◆ Material for this task
════════

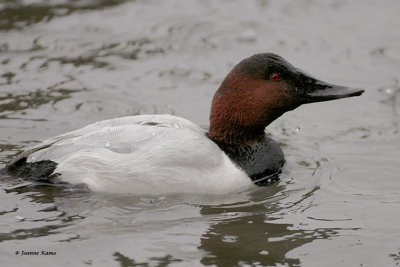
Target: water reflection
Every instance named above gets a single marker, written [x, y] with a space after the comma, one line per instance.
[17, 14]
[252, 237]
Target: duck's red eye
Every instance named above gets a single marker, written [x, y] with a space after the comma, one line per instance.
[275, 77]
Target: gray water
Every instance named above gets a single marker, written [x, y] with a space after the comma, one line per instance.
[65, 64]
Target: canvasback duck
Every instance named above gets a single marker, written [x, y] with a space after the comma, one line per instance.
[162, 154]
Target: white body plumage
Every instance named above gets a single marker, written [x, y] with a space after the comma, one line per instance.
[145, 154]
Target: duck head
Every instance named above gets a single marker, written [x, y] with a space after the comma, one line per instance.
[260, 89]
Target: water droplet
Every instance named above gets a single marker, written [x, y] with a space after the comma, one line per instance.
[20, 218]
[389, 91]
[229, 238]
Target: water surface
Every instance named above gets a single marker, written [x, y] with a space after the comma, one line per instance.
[65, 64]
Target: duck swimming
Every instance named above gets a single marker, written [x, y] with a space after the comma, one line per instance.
[161, 154]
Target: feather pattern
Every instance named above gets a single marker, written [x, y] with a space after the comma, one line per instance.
[149, 154]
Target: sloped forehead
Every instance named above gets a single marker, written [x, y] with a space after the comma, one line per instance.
[259, 64]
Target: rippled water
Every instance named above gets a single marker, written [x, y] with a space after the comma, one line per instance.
[65, 64]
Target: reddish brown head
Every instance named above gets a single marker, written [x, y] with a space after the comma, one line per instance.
[260, 89]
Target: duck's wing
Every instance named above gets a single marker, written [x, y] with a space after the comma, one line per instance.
[120, 135]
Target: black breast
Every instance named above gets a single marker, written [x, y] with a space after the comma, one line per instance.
[262, 161]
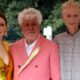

════════

◆ Task item
The entries above hold the needed span. Transcribe exactly the lines from the one with "Target: reddish brown head" to the one with "Target: black breast", both included.

◆ Exercise response
Target: reddish brown head
Every instance named above gets a single marker, written [x, y] with a space after the comma, one line per instance.
[260, 89]
Target: duck's wing
Every instance named above gets a single marker, written [x, y] with a space after the comma, one line per instance.
[120, 135]
Target: black breast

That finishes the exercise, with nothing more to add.